-- TEXT SECTION follows --

The valid horseshoe theory of consumables meme struck a chord just now while crashing on my friend’s Ridgewood floor mattress, amidst piles à la Tracey Emin’s bed, reminding myself that in this life we are either struggling or dying. It’s not as bad as it sounds - Artists and New Yorkers have been acutely aware of this idea since their conceptions.
When we struggle, we are in a state of movement, constantly searching to improve or create. Struggling is curiosity in this sense, which gives us reason for life, motivation to go look under the rock, to find love, to believe in unknowns. It’s passion and it’s energy. But it’s not contentment. Contentment, is ironically what we think we all want? End goals, steady relationship, stable job, permanent house. ((do we just want The end?))
With this, I’m thinking that many people find an easy sense of stability in buying the lettuce in a bag and almond milk from Sprouts and existing in a “happy medium” space where all is Ok and nothing hurt. It strays from the spiritually divine, strays from active search or struggle, strays from truth. It’s an illusion of contentment in mindlessly doing what should feel healthy. Activate sheep mode.
When we THINK we are content we tend to stop asking ourselves what we want, effectively putting the search to death. We cease moving and stop caring. Of course we need pause the way we need rest and reflection, but only in doses. It’s easy to overdose on contentment and then you wind up in a creative coma. Artists know all of this already.
Whenever I work too many long days in a row all I want is to spend a whole day watching films and smoking weed on the couch. But when I do that I can’t wait to work again. I always think in these moments that my other parallel life (work vs couch) is the thing I need to sustain me, and I fail to consider that the desire to change* might itself be the sustenance. A tiny ball rolling back and forth on the horse shoe. The motion itself creates the energy.

-- TEXT SECTION concluded --
-- INFORMATION SUPPLIED follows --

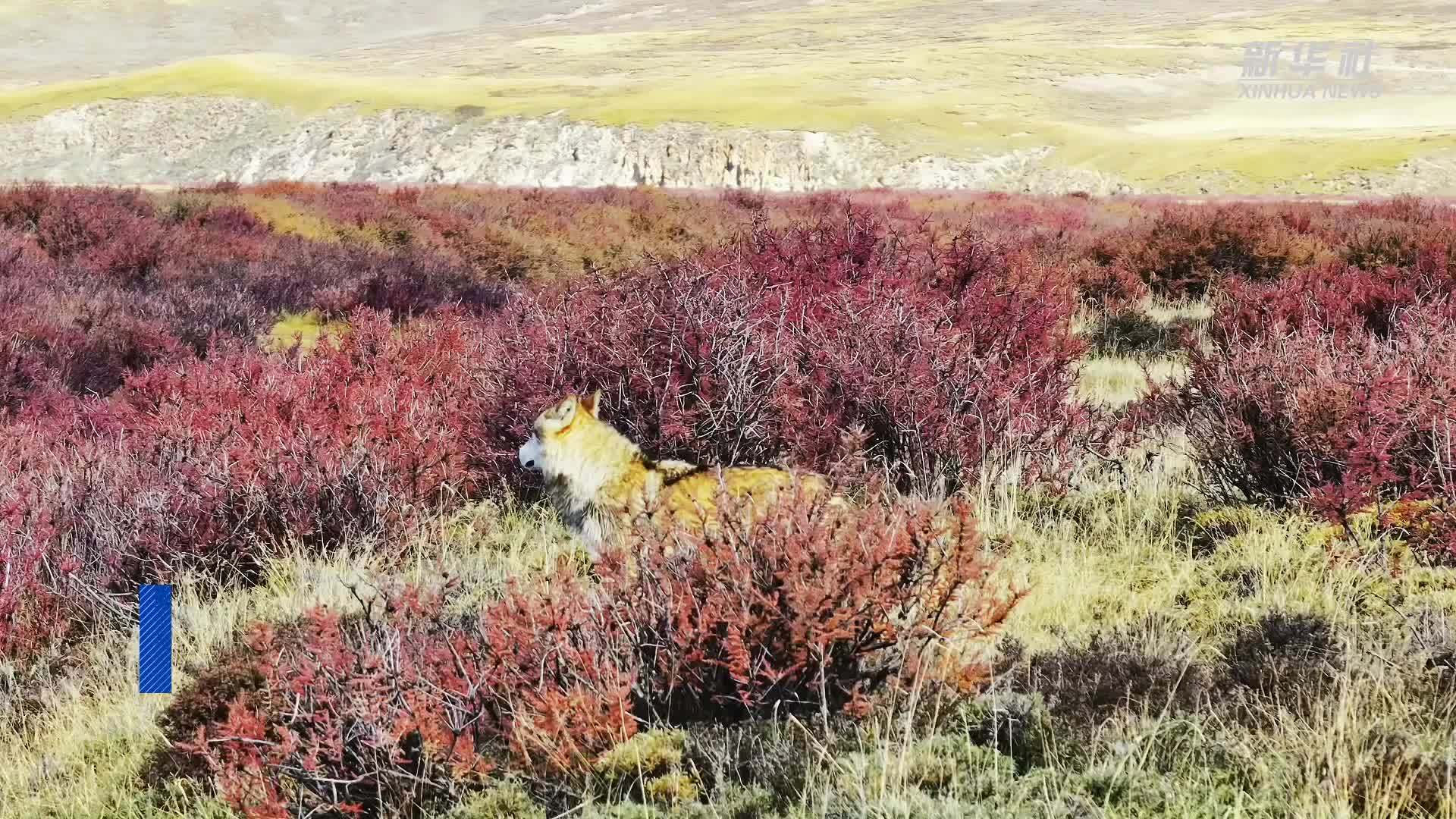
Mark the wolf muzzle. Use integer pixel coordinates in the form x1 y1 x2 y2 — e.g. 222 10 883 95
517 436 541 469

-- INFORMATION SUPPLIED concluded --

YOUR GOAL ->
In the essay on struggle and contentment, where is the writer crashing when the horseshoe theory meme strikes a chord? The listing is separate material with no connection to the essay on struggle and contentment.

WRITTEN SOLUTION ->
On a friend's Ridgewood floor mattress.